Что нужно сделать ▸
**1.** Выведите дословно отрывок из рассказа о блокадном детстве двух Роз из Кронштадта: всё от слов «Туапсинка Роза Наконечная» и до слов «Роз из Кронштадта.» включительно.
**2.** Напишите, что идёт дальше в рассказе о блокадном детстве двух Роз из Кронштадта, начиная сразу после его последнего предложения.
━━━ Текст страницы ━━━
Туапсинка Роза Наконечная жила в Кронштадте в одном доме с той самой Розой Галимовой, история о смерти которой от черствости сотрудников «Магнита» взволновала всю страну. Из первых уст мы узнали страшную историю блокадного детства двух Роз из Кронштадта.
– Здравствуйте! Читала я про Розочку в вашей газете, до сих пор плачу! Подруженька ведь это моя, соседка! – пожилая женщина едва справляется со слезами, но продолжает. – Я ведь во время блокады жила там же, в Кронштадте. А потом наша семья переехала в тот дом, где жила Роза Галимова.
Ее настоящее имя – Раушана (В переводе с персидского – Лучезарная – О.С.)… До чего же добрый, отзывчивый человек был! Так получилось, что новость о том, что какая-то блокадница умерла в Кронштадте из-за того, что ее заподозрили в краже масла, я узнала по телевизору. Тогда никто имени не назвал, а у меня сердце изболелось – многих ведь знала, многие там и остались жить, в Питере, в Кронштадте. Стала звонить своим подружкам-блокадницам, заодно и с годовщиной снятия блокады поздравить. Никто ничего не знал! И вот беру в руки «Туапсинские вести», там как раз было про то, как нас, блокадников, глава города Туапсе чествовал, и вдруг попадается заметка о случае в Кронштадте, про Розочку нашу…
Голос в трубке телефона замолкает. И я понимаю, что никакие мои утешения, никакие «простите» не смягчат горечь слез, не извинят нас, сегодняшних, допустивших грубое неуважение к сединам, к Памяти. Но все-таки, мы продолжаем разговор. Позвонившая женщина – Роза Михайловна Наконечная, теперь туапсинка, но навсегда – жительница блокадного Ленинграда, связанная навеки узами братства с теми, кто познал вкус блокадной пайки хлеба.
И разговор об этом братстве, о страшном блокадном детстве, о дружбе и верности, о правде мы продолжили, побывав в гостях у Розы Михайловны.
Дом с круглой печкой
– Жили мы в старом, петровском доме в Кронштадте, — прокладывает лоцию по фарватеру времени Роза Михайловна. – Папа служил на одном из катеров, курсировавших между Кронштадтом и Ленинградом. А мама работала в госпитале. Так что дома мы оставались одни – я, которой едва исполнилось шесть лет, и трехгодовалый братишка. Вот вы оставили бы таких маленьких одних, когда в любую секунду могла начаться очередная бомбежка? А до ближайшего бомбоубежища – нужно было пару дворов миновать? Но мама зарабатывала продуктовые карточки, без которых в блокадном городе тоже – смерть…
Тот самый петровский дом был построен очень странно – с одной стороны у него было пять этажей, с другой – четыре. Квартира Розы располагалась с пятиэтажной стороны. И потому, чтобы попасть в бомбоубежище, нужно было преодолеть целую анфиладу ступенек, тем более, что этажи-то были высокими, не то, что сейчас. И держать крепко братишку, тогда еще пухленького, за ручку. А у девочки был врожденный порок сердца, с которым даже ходить быстрым шагом было трудно. Спустя годы, в 1979 году, делая ей операцию на сердце, наш чудотворец от кардиохирургии Лео Бокерия удивится: как вообще столько лет прожила, да и пережила столько!
━━━ Записи с данными ━━━
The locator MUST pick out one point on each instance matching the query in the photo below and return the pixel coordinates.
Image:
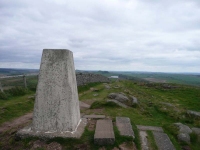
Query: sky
(113, 35)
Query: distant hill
(10, 71)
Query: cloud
(103, 35)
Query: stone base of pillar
(28, 132)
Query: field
(160, 104)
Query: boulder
(193, 113)
(121, 97)
(107, 86)
(134, 100)
(184, 137)
(196, 131)
(183, 128)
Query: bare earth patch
(16, 123)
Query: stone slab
(151, 128)
(162, 141)
(124, 126)
(104, 133)
(118, 103)
(94, 116)
(144, 140)
(28, 132)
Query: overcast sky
(125, 35)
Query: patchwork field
(159, 104)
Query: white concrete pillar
(56, 106)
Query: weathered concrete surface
(94, 116)
(56, 105)
(162, 141)
(152, 128)
(56, 108)
(28, 132)
(104, 133)
(144, 140)
(124, 126)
━━━
Ответы по порядку ▸
**1.**
Туапсинка Роза Наконечная жила в Кронштадте в одном доме с той самой Розой Галимовой, история о смерти которой от черствости сотрудников «Магнита» взволновала всю страну. Из первых уст мы узнали страшную историю блокадного детства двух Роз из Кронштадта.

**2.**
– Как же противно гудели фашистские самолеты! – продолжает рассказ Роза Михайловна. – Мы научились распознавать их до объявления тревоги. Конечно, какое-то время за нами присматривала в убежище мамина подруга, у которой трое детей было. А потом мы просто перестали туда спускаться. Потому что не могли.
И за этим коротким предложением весь ужас, который пережили все дети блокады. Их просто не держали ноги от голода. Просто…
– Мама, уходя на работу, всегда переживала, что мы можем угореть – труба от круглой печки в нашем доме проходила по потолку квартиры. Строго наказывала, чтобы форточка была чуть приоткрыта. Мне тоже было страшно, и потому форточка всегда была настежь, а в комнате гулял холодный снежный ветер. Жгли все. И сейчас, закрыв глаза, я вижу нашу комнату с круглой печкой, комнату, в которой только кровать и стул…
«Никуда не ходите, съедят!»
Недалеко от петровского дома был детский сад «Металлист». А возле него росла лебеда. Туда маленькая Розочка частенько ходила за «урожаем», лебеда шла в пищу как деликатес. Но мама, узнав, куда дочка ходит за добычей, испугалась и строго наказал:
– Не смей туда ходить! Съедят.
После страшного откровения известного на весь мир Даниила Гранина о том, как приходилось выживать блокадникам, через что переступать, вроде бы ничто не должно удивлять. И все же…
– Там, у этого садика, жил бобылем мужчина. У него когда-то собаки были, такие славные, – продолжает откровение Роза Наконечникова. – А потом он их съел. Ну, и поползли слухи по району, что, мол, он детей ловит и ест. Не знаю, правда это или нет. Может, так нас родители пытались просто обезопасить от голодного обморока и смерти на улице? Только выходить из дому запрещалось строго-настрого. А вот о том, что кошек поели – правда. Ни одной я не видела, пока блокаду не сняли.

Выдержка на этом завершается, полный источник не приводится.